What is being asked - In the material below, take the lines from the one containing "Point to the green" through the end of the material, both included. Give them as a Markdown table with columns Row and Line, skipping blank lines.

....

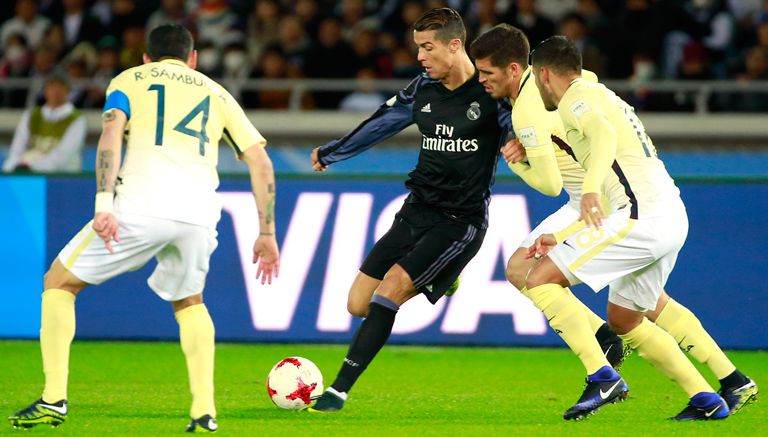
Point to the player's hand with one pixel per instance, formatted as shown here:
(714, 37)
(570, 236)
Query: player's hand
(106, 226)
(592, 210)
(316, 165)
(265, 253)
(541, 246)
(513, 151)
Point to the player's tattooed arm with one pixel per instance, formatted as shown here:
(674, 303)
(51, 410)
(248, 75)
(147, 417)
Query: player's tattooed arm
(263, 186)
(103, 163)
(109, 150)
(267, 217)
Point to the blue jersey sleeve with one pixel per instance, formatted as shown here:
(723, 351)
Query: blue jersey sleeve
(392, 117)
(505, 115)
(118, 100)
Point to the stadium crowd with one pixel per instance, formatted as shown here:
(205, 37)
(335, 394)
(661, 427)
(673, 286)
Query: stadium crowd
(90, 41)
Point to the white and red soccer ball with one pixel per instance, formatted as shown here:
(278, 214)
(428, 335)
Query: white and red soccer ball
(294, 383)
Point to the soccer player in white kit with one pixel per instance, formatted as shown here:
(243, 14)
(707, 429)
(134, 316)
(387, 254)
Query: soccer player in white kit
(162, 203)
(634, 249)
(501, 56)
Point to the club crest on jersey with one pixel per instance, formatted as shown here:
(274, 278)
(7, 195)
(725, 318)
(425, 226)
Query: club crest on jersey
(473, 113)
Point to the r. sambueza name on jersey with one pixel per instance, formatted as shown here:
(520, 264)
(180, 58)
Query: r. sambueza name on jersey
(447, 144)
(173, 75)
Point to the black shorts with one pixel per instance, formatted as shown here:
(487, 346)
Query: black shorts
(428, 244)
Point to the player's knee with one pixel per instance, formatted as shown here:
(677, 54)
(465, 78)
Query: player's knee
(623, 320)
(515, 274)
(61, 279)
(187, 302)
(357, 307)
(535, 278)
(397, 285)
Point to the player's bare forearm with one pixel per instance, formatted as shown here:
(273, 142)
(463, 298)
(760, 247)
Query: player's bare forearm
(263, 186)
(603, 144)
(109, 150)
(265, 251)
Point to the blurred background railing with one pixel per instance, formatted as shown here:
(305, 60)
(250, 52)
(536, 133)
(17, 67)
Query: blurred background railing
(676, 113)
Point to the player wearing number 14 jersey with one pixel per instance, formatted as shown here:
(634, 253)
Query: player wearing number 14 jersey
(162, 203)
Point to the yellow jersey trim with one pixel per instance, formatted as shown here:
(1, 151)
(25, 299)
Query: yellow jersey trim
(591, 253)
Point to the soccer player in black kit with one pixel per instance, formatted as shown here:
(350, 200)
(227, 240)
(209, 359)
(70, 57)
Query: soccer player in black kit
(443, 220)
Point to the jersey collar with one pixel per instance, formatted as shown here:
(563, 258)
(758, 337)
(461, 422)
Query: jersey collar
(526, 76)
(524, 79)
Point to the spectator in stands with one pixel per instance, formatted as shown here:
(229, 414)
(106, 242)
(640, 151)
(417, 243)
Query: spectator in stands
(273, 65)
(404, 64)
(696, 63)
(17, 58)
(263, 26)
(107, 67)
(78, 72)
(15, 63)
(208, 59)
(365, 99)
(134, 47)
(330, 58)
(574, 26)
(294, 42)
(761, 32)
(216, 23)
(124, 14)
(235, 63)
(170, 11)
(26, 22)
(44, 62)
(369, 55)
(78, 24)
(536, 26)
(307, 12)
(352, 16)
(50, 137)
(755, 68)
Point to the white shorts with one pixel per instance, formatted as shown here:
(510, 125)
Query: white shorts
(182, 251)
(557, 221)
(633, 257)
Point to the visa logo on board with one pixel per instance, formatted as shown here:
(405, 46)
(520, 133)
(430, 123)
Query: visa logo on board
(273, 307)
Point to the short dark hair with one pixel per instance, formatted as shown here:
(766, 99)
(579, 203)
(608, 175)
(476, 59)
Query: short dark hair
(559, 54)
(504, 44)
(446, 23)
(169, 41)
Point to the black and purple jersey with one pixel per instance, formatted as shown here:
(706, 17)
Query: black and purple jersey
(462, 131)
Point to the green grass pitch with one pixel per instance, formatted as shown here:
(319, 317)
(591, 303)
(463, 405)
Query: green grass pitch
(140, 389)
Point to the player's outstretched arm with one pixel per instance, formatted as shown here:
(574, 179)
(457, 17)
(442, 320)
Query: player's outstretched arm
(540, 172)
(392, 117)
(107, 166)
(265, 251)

....

Result of this task -
| Row | Line |
|---|---|
| 1 | Point to the green grass pitch with one pixel per instance, formatted as shown here: |
| 2 | (319, 317) |
| 3 | (591, 303) |
| 4 | (463, 405) |
| 5 | Query: green grass pitch |
| 6 | (140, 389) |
| 7 | Point to the player's outstretched arm with one pixel per instance, formatted as shown here: |
| 8 | (574, 179) |
| 9 | (457, 17) |
| 10 | (442, 320) |
| 11 | Query: player's outstretched arm |
| 12 | (540, 172) |
| 13 | (392, 117) |
| 14 | (107, 166) |
| 15 | (265, 251) |